- What you will do
a – In the text on prisoner abuse, what share of the men and women in uniform does McClellan say the shameful actions of a few do not represent?
b – Please write out everything in the text on prisoner abuse from "MR. McCLELLAN: Well, one, our" down to "is strong enough?".

------ Text ------

Still there are a number of reports now detailing the abuses and torture. It does not seem to be isolated at all. What has Bush said beyond he's disgusted? Who has Bush fired? What STEPS has he taken as the highest authority in the military to get a handle on this? So far, well, let's look at his mouth piece -- Scotty boy.

Q The phrase you used, "shameful and appalling," and do you think that steps that are being taken are strong enough now, so far?

MR. McCLELLAN: Well, one, our military does not tolerate prisoner abuse. The images are appalling, and such action is inexcusable. And the shameful actions of a few do not represent the 99 percent of our men and women in uniform who are performing superbly and representing the United States with honor and distinction. It is -- we believe in treating all people, including prisoners, with dignity and respect. And that is a stark contrast from the regime of Saddam Hussein, who encouraged and tolerated prisoner abuse.

Q Do you think the administration action -- administrative action that's been taken against the troops is strong enough?

MR. McCLELLAN: The President expects appropriate action to be taken, and he is confident our military is taking appropriate action to correct the situation and hold those who are responsible accountable.

Q You say the President will take appropriate action. What is that? Does the President, for example, think that these soldiers should stay in the Armed Forces?

MR. McCLELLAN: Well, again, I can't get into discussing specific cases that may be being pursued. But there are criminal charges that are being pursued by the military. The military has instituted a comprehensive review of policies and procedures throughout the prisons in Iraq. And they are looking at additional criminal charges from -- it is my understanding.

Q Does the Commander-in-Chief think that soldiers participating in this kind of activity should remain in the Armed Forces?

------ Rows ------

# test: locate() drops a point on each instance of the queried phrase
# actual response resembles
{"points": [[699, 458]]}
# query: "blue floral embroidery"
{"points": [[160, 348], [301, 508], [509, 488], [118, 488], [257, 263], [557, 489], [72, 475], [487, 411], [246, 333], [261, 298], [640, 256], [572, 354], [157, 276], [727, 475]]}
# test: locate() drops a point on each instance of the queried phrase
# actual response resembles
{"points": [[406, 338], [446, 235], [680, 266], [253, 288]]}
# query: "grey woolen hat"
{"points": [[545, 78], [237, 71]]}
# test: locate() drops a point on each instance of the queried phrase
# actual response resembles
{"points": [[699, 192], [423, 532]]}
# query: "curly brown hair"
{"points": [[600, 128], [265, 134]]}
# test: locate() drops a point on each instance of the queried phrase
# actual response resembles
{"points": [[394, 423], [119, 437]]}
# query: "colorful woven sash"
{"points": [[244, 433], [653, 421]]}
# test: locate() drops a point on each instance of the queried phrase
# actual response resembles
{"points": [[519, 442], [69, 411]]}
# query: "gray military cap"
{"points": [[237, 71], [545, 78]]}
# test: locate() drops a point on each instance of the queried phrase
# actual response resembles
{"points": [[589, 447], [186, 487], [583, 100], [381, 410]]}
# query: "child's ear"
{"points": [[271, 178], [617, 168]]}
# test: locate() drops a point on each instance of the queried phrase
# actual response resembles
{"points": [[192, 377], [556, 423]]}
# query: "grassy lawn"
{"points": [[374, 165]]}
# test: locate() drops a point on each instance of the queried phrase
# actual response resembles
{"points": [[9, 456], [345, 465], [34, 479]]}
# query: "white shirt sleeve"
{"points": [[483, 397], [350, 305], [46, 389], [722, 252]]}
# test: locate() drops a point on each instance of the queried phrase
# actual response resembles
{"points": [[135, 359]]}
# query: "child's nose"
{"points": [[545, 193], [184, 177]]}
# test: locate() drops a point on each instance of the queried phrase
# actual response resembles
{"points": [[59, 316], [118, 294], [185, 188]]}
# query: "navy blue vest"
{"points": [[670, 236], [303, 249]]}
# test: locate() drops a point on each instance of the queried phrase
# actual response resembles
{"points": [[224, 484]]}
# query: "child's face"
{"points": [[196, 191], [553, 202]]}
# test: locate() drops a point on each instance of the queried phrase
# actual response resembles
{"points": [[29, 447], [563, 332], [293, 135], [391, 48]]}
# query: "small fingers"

------

- Solutions to the exercise
a – 99 percent

b –
MR. McCLELLAN: Well, one, our military does not tolerate prisoner abuse. The images are appalling, and such action is inexcusable. And the shameful actions of a few do not represent the 99 percent of our men and women in uniform who are performing superbly and representing the United States with honor and distinction. It is -- we believe in treating all people, including prisoners, with dignity and respect. And that is a stark contrast from the regime of Saddam Hussein, who encouraged and tolerated prisoner abuse.

Q Do you think the administration action -- administrative action that's been taken against the troops is strong enough?